> DOCUMENT EXCERPT:
So, we are in the middle of the Jewish festival of Hannukkah, a minor Jewish festival that has perhaps gained prominence because of proximity to Christmas, allowing a festival alternative to Jews living in the West.
Hannukkah, also known as the Festival of Lights, Feast of Dedication, is an eight-day Jewish holiday commemorating the re dedication of the Holy Temple (the Second Temple) in Jerusalem at the time of the Maccabean Revolt against the Seleucid Empire of the 2nd century BCE.
The story of the Maccabees is the sort to stir up a certain kind of soul.
The Syrians ruled Judea after the death of Alexander the Great but in 165 B.C., after a three-year struggle led by Yosef Matityahu and his sons, especially Judah Maccabee (Yehudah Hahmaccabee in Hebrew), the Jews in what is now Israel defeated the Syrian tyrant Antiochus IV (“Epiphanes”), who had insisted on the institution of state-sponsored paganism, forced Jews to bow down to idols, and desecrated the temple (Beyt Hamikdash in Hebrew) in Jerusalem. Antiochus dedicated a pagan altar in the temple, and had sacrifices made to an idol.
After hard fighting, the Maccabees liberated Jerusalem and entered the temple that was the center of Jewish religious and national life, symbolizing national liberation. They removed the idol that had been set there for pagan worship, cleansed the temple of pagan sacrifice and rededicated it. The date of Hanukkah, the 25th day of Kislev, was chosen because it was the anniversary of the dedication of the pagan alter.

> INSTRUCTIONS FOR THE TASK: From the Hanukkah passage, quote the text starting with "Hannukkah, also known" and going on through "kind of soul.". The material that comes after this passage plays no part in the work here.

> DATASET ROWS:
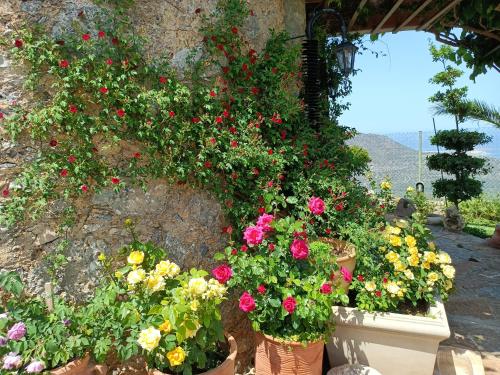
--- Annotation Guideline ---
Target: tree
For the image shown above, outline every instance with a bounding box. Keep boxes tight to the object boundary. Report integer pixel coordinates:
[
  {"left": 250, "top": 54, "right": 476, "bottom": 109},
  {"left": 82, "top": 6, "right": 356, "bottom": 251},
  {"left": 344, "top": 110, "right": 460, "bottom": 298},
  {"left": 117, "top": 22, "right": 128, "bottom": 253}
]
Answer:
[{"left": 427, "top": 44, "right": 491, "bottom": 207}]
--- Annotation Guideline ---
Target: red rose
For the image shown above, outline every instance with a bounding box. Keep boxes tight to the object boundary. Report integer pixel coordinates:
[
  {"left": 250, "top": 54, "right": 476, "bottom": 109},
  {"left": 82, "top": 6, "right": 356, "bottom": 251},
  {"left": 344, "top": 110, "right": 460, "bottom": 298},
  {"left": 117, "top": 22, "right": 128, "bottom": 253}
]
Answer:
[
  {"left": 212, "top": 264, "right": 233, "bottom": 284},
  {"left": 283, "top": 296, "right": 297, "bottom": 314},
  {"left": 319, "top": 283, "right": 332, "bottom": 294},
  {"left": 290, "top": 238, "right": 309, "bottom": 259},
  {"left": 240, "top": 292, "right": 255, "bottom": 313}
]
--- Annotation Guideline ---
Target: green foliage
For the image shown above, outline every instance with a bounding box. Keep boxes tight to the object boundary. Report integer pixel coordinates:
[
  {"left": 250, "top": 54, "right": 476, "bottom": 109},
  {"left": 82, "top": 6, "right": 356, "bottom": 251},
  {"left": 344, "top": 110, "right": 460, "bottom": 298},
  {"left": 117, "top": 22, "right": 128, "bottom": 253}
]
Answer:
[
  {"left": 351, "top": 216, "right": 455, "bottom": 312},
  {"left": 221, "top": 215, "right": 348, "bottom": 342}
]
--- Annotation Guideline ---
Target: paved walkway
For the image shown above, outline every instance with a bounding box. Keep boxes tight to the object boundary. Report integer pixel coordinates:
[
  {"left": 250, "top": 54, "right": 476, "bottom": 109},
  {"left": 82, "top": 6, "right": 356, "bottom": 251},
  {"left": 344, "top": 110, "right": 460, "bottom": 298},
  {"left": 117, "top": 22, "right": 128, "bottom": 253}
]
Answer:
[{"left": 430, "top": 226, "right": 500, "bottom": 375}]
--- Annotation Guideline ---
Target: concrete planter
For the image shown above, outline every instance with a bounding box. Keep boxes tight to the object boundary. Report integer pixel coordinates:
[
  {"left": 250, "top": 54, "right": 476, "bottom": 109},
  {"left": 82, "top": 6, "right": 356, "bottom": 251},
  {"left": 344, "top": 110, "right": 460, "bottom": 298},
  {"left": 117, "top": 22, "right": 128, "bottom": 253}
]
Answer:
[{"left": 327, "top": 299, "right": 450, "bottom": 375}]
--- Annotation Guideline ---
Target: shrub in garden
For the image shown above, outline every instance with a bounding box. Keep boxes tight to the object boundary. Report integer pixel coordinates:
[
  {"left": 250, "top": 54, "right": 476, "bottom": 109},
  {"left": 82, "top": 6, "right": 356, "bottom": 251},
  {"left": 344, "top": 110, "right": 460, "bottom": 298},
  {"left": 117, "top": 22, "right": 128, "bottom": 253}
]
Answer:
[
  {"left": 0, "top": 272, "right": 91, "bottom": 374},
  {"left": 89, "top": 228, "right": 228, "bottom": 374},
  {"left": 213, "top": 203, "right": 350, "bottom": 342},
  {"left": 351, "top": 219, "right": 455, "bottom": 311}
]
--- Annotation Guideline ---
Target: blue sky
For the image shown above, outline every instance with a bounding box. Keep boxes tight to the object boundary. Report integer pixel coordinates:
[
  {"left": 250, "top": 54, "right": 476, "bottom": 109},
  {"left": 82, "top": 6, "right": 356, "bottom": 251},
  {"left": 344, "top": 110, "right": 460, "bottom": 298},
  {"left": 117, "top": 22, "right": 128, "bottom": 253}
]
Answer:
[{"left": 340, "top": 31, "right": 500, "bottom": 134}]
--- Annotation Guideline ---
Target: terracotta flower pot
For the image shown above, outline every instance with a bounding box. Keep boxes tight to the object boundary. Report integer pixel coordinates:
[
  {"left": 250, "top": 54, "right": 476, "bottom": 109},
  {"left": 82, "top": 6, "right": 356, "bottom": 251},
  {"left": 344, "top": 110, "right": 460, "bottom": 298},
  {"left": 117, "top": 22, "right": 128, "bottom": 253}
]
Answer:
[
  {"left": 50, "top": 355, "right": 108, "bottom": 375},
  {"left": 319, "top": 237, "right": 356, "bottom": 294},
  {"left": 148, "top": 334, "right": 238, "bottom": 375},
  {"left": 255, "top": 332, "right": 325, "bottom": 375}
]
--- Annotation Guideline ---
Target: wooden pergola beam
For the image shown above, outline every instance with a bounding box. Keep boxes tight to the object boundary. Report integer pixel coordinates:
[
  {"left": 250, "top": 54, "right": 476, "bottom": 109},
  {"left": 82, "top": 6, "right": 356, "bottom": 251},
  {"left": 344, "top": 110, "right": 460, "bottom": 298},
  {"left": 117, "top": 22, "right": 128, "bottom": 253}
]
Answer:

> WRITTEN SOLUTION:
Hannukkah, also known as the Festival of Lights, Feast of Dedication, is an eight-day Jewish holiday commemorating the re dedication of the Holy Temple (the Second Temple) in Jerusalem at the time of the Maccabean Revolt against the Seleucid Empire of the 2nd century BCE.
The story of the Maccabees is the sort to stir up a certain kind of soul.